**Task details**
The response must contain every line from the records below that has "than".

**Given data**

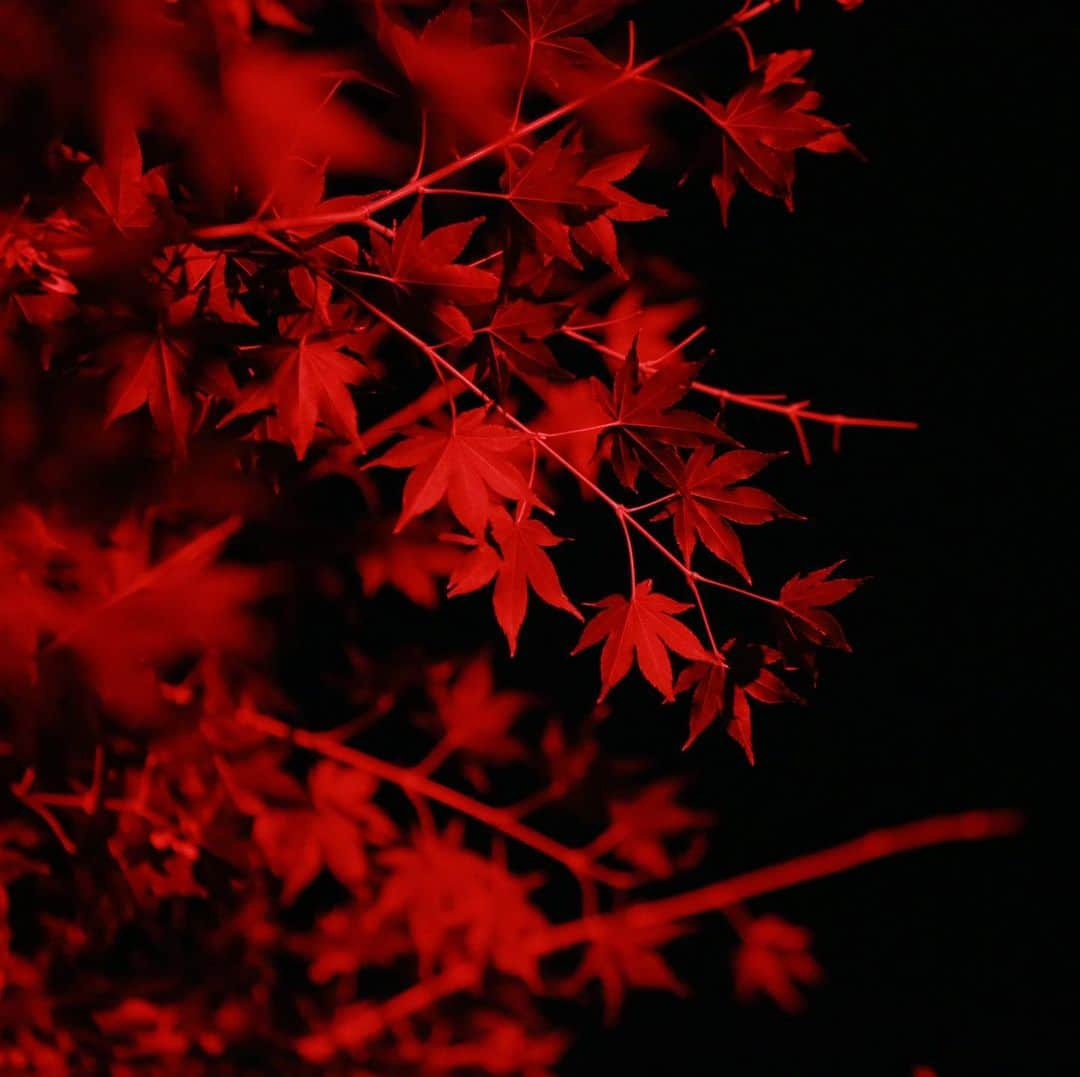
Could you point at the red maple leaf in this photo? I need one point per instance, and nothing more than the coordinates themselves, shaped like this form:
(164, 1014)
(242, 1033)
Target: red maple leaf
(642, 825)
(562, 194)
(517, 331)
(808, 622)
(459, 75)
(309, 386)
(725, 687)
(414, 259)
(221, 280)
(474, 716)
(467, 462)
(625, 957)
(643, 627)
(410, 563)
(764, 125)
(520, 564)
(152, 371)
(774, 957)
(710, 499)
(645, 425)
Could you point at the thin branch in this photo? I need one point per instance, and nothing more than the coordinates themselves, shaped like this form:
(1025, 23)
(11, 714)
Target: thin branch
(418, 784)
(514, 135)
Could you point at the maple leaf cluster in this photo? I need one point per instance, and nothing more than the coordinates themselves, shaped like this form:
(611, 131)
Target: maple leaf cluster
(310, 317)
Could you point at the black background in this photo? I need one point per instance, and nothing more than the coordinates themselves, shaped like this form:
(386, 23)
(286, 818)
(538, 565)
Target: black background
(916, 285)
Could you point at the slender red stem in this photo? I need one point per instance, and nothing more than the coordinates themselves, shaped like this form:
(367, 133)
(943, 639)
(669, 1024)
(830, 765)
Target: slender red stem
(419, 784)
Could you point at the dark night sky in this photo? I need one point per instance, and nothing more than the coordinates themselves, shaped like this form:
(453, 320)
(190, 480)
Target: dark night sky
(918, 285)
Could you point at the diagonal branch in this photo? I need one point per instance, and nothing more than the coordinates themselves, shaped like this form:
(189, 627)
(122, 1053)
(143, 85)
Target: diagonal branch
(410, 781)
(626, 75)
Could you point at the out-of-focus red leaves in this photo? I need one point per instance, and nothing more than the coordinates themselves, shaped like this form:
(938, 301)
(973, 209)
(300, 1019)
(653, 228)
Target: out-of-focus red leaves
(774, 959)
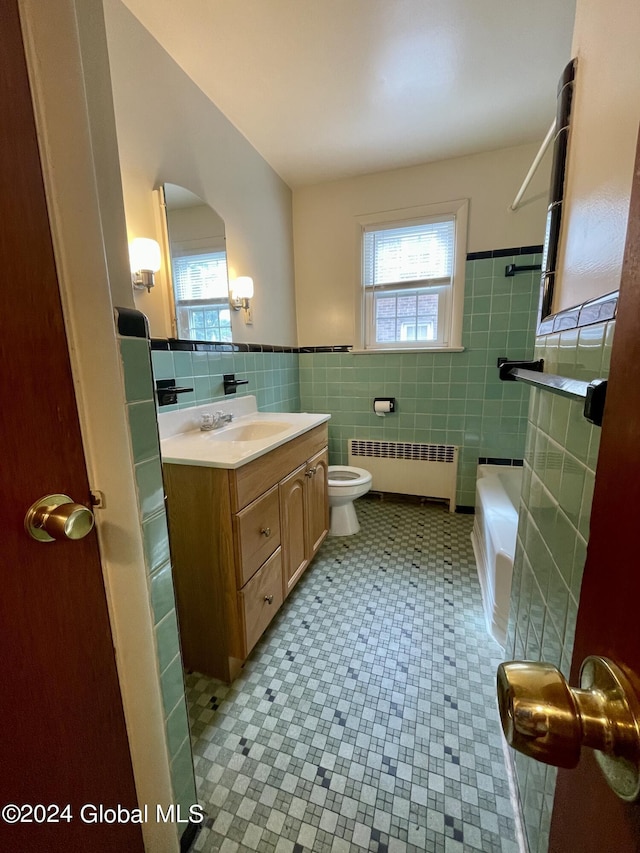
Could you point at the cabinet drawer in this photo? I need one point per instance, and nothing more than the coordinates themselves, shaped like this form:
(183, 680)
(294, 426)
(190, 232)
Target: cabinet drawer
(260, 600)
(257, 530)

**Your response**
Could you point at the red maple leaf in this photo? I need one point per instance, and nothing more than the coordinates themselves, shaped like this form:
Could you point at the thin branch in this photo? I need one point per instance, and nothing more than the coordinates themselves, shaped like this form:
Could you point at the maple leaf cluster in this photo? I need one point per instance, and nothing more than the coordinates themselves, shaped like this form:
Could you point at the black background in this photo? I need one point per instance, and nothing more than the coordinates themselves, shaped like this form:
Could you point at the slender red stem in this photo? I need one point per instance, and nothing more than the coordinates themselves, shaped like this form:
Could you point at the dark night sky in this photo? I need one point per instance, and nothing more than the coordinates themselves, shaped like this form:
Could you point at the diagonal branch in this photo? I need one point per instance, and nothing more than the coordinates themselves, shaped like this form:
Could you point at the out-of-focus red leaves in this photo? I need one point per instance, and nothing more than the coordinates themselves, shaped like this form:
Could you point at the cabinet drawer in this photo? I need one point per instance, and nothing more than the coordinates themselves, shaped like this form:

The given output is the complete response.